Document segment
** START **

An award-winning historian and translator, Douglas Smith is the author of four books on Russia. His works have been translated into a dozen languages. He studied German and Russian at the University of Vermont and has a doctorate in history from UCLA.
Over the past thirty years Smith has made many trips to Russia. In the 1980s, he was a Russian-speaking guide on the U. S. State Department’s exhibition “Information USA” that traveled throughout the USSR. He has also worked as a Soviet affairs analyst at Radio Free Europe/Radio Liberty in Munich, Germany, and served as an interpreter for late President Reagan.
Smith has taught and lectured widely in the United States, Britain, and Europe and has appeared in documentaries for A&E, National Geographic, and the BBC. This will be his fourth lecture at Hillwood. He is the recipient of numerous awards and distinctions, including a Fulbright scholarship and a residency at the Rockefeller Foundation’s Bellagio Study Center.

** END **

Supplied records
** START **

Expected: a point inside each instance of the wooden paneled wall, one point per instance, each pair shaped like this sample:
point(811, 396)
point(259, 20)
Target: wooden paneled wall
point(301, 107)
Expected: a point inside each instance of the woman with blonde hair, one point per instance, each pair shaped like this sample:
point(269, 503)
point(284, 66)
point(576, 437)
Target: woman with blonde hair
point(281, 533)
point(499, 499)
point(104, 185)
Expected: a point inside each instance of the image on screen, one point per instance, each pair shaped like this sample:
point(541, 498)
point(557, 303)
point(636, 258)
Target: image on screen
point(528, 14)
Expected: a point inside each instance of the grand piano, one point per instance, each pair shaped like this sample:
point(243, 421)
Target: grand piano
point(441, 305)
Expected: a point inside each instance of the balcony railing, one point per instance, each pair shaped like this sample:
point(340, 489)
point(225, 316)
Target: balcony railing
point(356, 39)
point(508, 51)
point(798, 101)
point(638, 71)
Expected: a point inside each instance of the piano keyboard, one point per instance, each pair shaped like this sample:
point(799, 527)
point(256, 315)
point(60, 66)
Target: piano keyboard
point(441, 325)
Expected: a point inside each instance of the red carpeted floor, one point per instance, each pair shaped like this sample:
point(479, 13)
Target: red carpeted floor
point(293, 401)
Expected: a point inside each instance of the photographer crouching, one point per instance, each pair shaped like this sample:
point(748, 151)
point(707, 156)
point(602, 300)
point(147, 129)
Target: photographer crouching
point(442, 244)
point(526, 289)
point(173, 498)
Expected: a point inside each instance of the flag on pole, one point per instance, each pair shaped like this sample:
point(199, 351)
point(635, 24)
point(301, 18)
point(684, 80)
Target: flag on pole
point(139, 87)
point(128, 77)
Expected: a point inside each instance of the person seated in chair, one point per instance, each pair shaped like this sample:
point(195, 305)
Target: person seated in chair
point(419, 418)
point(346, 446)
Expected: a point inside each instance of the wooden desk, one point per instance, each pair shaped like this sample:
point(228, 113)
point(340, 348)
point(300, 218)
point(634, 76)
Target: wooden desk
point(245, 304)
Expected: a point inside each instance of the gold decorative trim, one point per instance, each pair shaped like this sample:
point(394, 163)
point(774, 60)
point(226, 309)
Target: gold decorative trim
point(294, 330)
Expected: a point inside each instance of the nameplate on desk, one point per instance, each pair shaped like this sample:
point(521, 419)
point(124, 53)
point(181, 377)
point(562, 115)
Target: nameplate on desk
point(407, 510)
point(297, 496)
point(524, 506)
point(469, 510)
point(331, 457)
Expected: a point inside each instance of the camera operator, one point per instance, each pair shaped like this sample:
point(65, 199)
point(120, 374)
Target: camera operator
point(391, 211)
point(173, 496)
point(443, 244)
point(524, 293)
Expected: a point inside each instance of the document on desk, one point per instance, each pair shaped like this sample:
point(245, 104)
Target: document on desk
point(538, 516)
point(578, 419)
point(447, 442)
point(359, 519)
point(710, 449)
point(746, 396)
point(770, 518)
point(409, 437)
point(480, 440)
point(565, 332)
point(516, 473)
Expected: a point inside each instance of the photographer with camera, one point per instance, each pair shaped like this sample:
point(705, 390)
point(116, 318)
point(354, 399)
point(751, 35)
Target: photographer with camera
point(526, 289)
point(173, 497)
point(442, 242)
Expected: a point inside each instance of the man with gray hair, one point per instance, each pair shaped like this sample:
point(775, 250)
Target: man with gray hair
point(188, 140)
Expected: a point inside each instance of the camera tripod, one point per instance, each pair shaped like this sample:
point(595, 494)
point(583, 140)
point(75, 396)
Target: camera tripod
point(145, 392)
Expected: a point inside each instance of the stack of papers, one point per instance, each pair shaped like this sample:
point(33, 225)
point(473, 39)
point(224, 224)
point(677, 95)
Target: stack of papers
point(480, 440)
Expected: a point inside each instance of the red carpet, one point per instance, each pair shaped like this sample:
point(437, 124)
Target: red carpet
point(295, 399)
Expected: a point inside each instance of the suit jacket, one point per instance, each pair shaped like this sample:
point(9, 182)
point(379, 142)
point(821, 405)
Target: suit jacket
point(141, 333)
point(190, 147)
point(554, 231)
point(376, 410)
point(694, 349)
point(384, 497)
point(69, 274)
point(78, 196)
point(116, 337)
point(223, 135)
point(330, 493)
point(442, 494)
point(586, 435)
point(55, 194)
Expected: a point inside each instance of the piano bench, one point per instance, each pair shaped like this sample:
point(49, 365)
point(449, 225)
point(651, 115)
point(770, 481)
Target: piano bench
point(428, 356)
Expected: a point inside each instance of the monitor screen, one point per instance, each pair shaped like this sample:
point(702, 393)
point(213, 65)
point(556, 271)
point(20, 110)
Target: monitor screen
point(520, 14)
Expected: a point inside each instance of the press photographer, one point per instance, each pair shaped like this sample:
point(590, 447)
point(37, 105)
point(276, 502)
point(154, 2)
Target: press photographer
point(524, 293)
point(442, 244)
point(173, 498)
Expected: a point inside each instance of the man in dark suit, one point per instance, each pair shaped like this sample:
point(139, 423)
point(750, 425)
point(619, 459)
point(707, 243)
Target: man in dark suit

** END **

What you need to do
a – Answer these questions from the Douglas Smith biography:
(i) Where did Smith earn his doctorate in history?
(ii) What was the name of the State Department exhibition that Smith guided across the USSR in the 1980s?
(iii) Which of Smith's lectures at Hillwood will this one be?
b – Write a continuation of the Douglas Smith biography, starting after its last sentence.

Results of the tasks
a –
(i) UCLA
(ii) "Information USA"
(iii) His fourth

b –
His latest book, Rasputin: Faith, Power, and the Twilight of the Romanovs, was just published in November 2016 in the US and the UK. The most complete biography ever written, Rasputin draws on long-lost documents from archives in seven different countries to overturn many of the old myths about the infamous Russian mystic, presenting Rasputin in a fascinating new light. Publishers Weekly calls it “Monumental and soul-shaking … written with a Dostoevskian flair for noir and obsession.”
Born and raised in Minnesota, Douglas has lived in Vienna, London, and Moscow, and is now based in Seattle with his wife and two children.